▶ [Task requirements]: Can you copy the records from their first line through the line containing "[[813, 335], [232, 327], [40, 317]]", both ends and the requests included, multiplying each point coordinate in the answers by 1.25 and rounding it to a whole number, with halves rounded up?

[Begin Supplied material]

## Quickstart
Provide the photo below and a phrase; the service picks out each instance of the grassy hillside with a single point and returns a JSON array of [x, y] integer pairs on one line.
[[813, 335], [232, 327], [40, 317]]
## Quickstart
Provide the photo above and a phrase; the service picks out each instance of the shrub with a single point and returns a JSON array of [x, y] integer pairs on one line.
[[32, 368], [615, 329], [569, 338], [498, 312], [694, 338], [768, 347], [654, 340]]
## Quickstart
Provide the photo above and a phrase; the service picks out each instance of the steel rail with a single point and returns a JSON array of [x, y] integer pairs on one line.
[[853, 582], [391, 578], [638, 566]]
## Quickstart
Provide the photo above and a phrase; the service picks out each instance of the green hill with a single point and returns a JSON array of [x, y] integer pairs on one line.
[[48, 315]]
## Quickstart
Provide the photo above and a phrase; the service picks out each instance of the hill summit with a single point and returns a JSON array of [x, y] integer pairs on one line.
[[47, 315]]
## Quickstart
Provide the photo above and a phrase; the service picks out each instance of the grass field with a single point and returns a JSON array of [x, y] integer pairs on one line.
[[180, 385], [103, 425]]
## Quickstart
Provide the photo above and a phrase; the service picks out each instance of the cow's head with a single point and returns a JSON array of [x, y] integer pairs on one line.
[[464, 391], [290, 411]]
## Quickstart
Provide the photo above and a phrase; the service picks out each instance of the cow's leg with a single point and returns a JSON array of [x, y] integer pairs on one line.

[End Supplied material]

▶ [Output]:
## Quickstart
Provide the photo below and a phrase; the service picks out each instance of the grassy hillside with a single point and returns a JSON array of [x, y] integer pairs on one line.
[[1016, 419], [290, 409], [50, 396]]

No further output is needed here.